+++ Provided data
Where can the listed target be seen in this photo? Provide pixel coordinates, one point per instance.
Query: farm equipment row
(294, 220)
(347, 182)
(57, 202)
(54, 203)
++++++
#### Task to carry out
Reproduce the whole listing so that each line matches the original exactly.

#### Answer area
Where can the listed target be seen in this photo? Provide pixel coordinates, one point per instance.
Query: farm equipment row
(294, 220)
(347, 182)
(57, 202)
(54, 203)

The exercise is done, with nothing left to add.